━━━ Source records
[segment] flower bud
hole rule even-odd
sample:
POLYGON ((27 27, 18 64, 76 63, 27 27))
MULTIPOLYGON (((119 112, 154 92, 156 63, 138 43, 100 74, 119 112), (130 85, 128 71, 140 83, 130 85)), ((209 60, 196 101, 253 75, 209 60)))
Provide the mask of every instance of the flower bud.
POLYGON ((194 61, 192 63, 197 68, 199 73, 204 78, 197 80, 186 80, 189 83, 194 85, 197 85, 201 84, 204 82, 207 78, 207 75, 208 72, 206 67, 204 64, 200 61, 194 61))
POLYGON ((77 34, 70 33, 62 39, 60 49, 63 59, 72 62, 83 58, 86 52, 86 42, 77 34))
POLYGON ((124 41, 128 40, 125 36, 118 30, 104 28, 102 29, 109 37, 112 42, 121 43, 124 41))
━━━━━━
## Task description
Each line of the material above needs to be quoted exactly, please.

## Answer to the task
[segment] flower bud
hole rule even-odd
sample:
POLYGON ((27 27, 18 64, 76 63, 27 27))
MULTIPOLYGON (((119 112, 154 92, 156 63, 138 43, 100 74, 119 112), (130 85, 128 71, 140 83, 130 85)), ((209 60, 196 101, 253 75, 209 60)))
Provide the mask of every instance of the flower bud.
POLYGON ((194 61, 192 63, 197 68, 199 73, 204 78, 197 80, 186 80, 189 83, 194 85, 197 85, 201 84, 204 82, 207 78, 207 75, 208 72, 206 67, 204 64, 200 61, 194 61))
POLYGON ((77 34, 70 33, 62 39, 60 49, 63 59, 72 62, 83 58, 86 52, 86 42, 77 34))
POLYGON ((124 41, 128 40, 125 36, 118 30, 104 28, 102 29, 109 37, 112 42, 121 43, 124 41))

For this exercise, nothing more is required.